● Problem to work on: In the review of Crashed below, why were European banks, on average, under-capitalized compared with American banks? Answer in one to three sentences.

● Extract provided:
%%

Priming Populism

Crashed: How a Decade of Financial Crises Changed the World

Adam Tooze

Allen Lane, 706 pp, 2018

Investment bankers have always made bad big picture predictions. “The stock market has forecast nine of the last five recessions,” the Nobel Prize-winning economist Paul Samuelson famously said back in the 1960s. Bankers haven’t done very well recently either. While all manner of experts did warn of a crisis in the run-up to the collapse of Lehman Brothers on 15 September 2008, the kind of crisis they predicted in no way resembled the one that occurred.

In the fall of 2007, The Economist warned of a “Dollar Panic” and Der Spiegel was prognosticating “a Pearl Harbor without the war”. A Chinese sell-off of U.S. Treasury Bonds, the experts said, risked triggering a sovereign debt disaster in the United States that would ripple through the global economy. While everyone was preoccupied talking about strained American public finances, securitized toxic mortgages spread throughout the Western banking system. The fallout led to a ticking time bomb, which U.S. Federal Reserve Chairman Ben Bernanke called “the worst financial crisis in global history”.

Not only were most investors wrong in 2007, but a full decade after Lehman’s collapse that mass sell-off of U.S bonds has still yet to occur. In fact, it has been the exact opposite. In the volatile post-2008 economic environment, skittish investors have instead sought out U.S. Treasury Bonds as a low-risk investment — strengthening, not weakening, the American role in global finance. As Adam Tooze notes in his brilliant new history “Crashed: How a Decade of Financial Crisis Changed the World,” quite a lot of the popular narrative of what led to and followed the crisis is just plain wrong. Without a firm grasp on what happened, or willingness to acknowledge who is at fault, how can we fix it?

So why is Europe’s central role so often ignored? The narrative of reckless American finance dovetailed nicely with that of the reckless foreign policy implemented by George W. Bush.

Europe’s role in irresponsible lending

Conventional wisdom has it that the financial crisis was rooted in irresponsible lending and cowboy capitalism in the United States. Certainly, it was. However, as Tooze argues, Europe played a much greater role in aiding and abetting these conditions than is generally recognized. The transatlantic — not just the American — financial community deserves to shoulder the blame, he contends.

Actually, many of Europe’s banks behaved even worse than their American brethren. In 2007, the three largest banks in the world by assets (Royal Bank of Scotland, Deutsche Bank and BNP Paribas) were all European. Worse yet, on average, European banks were under-capitalized as compared to their American counterparts because they were able to operate in the United States with lower capital requirements. By the end of 2007, European banks had a $1.1 to $1.3 billion shortfall between dollar assets and liabilities. Later, when the U.S. Federal Reserve began buying up mortgage-backed securities as part of its quantitative easing policy, the top two sellers were European (Deutsche Bank and Credit Suisse), so were numbers eight, nine and ten (Barclays, UBS and BNP Paribas). For all mathematicians, that is half of the top ten, casting the proverbial “too big to fail” phrase applied to American banks in a new light.

%%

● Material provided:
%%

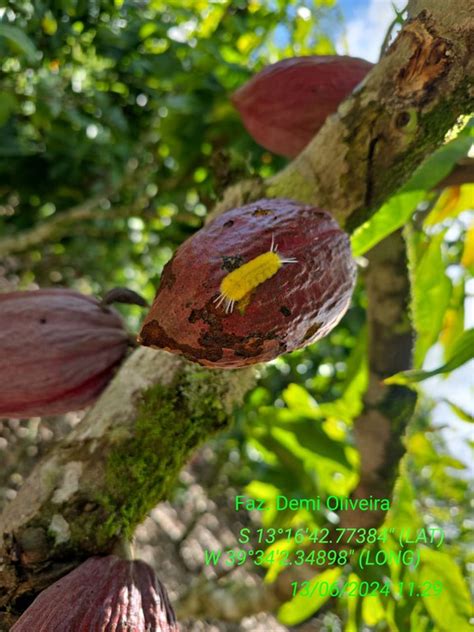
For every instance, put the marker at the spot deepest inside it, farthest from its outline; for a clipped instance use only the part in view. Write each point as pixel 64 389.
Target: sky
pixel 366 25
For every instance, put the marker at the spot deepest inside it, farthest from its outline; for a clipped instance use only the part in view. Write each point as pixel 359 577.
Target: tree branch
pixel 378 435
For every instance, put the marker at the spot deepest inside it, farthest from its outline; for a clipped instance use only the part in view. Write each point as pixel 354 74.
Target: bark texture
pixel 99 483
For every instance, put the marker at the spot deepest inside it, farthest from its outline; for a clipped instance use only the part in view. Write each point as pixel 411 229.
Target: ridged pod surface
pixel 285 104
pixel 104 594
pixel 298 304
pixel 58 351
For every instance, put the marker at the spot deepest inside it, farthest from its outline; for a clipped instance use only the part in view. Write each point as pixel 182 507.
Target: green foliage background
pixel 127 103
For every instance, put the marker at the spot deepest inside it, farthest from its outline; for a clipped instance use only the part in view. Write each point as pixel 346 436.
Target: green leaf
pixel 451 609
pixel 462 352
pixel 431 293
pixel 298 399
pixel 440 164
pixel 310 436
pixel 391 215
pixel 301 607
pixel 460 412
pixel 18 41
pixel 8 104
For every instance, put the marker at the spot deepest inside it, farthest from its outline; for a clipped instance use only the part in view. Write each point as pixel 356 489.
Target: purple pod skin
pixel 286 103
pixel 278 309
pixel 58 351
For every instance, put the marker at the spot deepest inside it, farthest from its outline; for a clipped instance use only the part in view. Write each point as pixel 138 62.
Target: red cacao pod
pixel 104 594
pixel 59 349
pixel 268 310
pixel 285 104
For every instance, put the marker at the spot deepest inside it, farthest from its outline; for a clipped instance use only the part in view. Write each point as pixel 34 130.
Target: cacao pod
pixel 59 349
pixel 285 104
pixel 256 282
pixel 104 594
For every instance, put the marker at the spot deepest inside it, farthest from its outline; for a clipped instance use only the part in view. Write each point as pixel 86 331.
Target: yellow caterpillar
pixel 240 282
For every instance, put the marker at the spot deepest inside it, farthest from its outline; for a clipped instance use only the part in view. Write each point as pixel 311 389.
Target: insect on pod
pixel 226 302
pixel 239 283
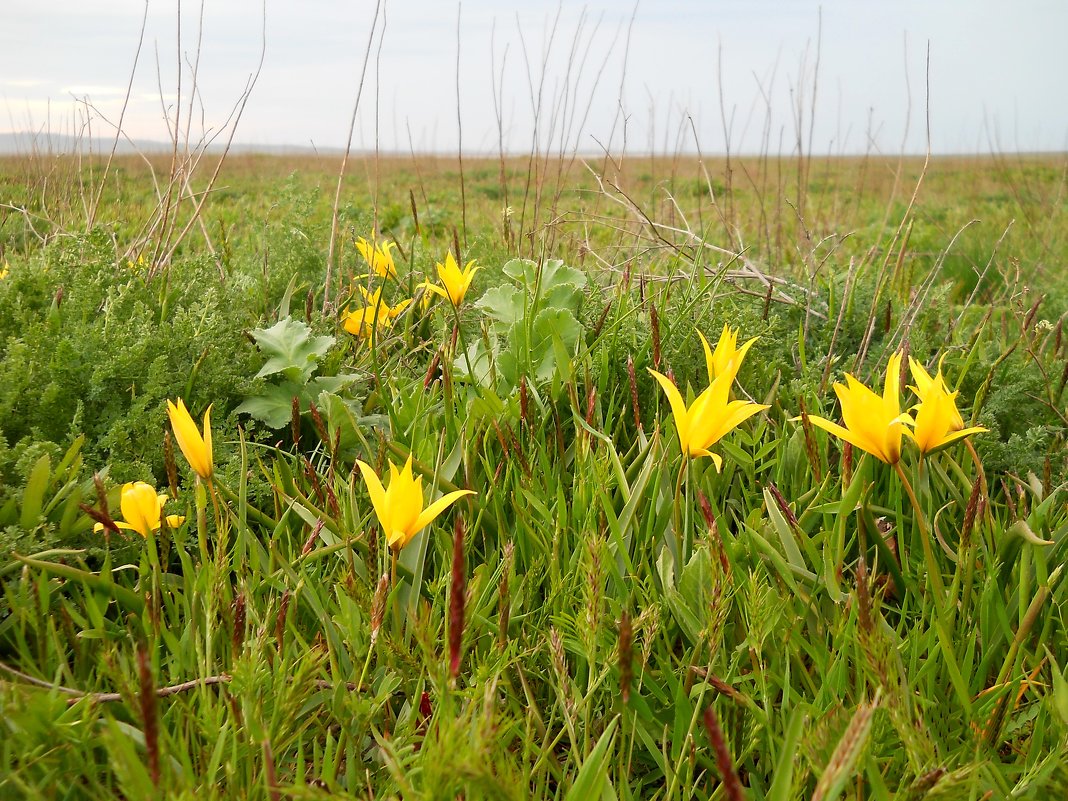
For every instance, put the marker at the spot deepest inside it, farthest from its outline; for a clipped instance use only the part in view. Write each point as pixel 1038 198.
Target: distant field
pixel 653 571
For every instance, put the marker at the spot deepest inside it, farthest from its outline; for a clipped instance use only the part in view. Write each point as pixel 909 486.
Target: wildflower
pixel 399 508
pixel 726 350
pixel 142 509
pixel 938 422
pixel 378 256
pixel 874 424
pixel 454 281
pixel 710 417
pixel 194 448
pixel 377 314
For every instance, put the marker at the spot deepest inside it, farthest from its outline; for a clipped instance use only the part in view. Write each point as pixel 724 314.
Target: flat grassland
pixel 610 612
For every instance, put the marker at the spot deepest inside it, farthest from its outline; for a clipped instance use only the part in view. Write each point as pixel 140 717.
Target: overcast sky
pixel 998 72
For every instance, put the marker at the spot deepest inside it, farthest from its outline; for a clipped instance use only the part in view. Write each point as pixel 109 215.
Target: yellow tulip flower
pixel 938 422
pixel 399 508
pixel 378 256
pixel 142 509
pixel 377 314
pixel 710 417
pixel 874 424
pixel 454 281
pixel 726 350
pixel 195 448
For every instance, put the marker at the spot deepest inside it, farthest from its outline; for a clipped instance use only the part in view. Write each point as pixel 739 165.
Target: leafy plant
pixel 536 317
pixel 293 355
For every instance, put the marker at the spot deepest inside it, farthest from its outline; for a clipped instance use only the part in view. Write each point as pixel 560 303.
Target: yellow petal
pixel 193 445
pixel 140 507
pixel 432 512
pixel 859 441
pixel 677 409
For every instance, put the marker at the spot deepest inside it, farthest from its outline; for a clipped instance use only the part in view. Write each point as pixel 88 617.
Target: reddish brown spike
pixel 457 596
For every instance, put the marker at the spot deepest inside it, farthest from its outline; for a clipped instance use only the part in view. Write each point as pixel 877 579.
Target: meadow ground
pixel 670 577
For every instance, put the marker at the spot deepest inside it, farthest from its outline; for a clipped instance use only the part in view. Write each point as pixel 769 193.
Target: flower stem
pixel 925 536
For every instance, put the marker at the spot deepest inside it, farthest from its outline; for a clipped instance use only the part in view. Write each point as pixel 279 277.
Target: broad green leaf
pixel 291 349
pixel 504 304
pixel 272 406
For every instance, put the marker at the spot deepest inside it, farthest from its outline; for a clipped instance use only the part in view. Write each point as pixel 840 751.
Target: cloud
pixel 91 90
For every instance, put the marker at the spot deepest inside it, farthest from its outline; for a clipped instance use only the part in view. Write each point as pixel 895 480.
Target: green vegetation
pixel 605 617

%%

● Answer box: They were under-capitalized because they were able to operate in the United States with lower capital requirements than their American counterparts.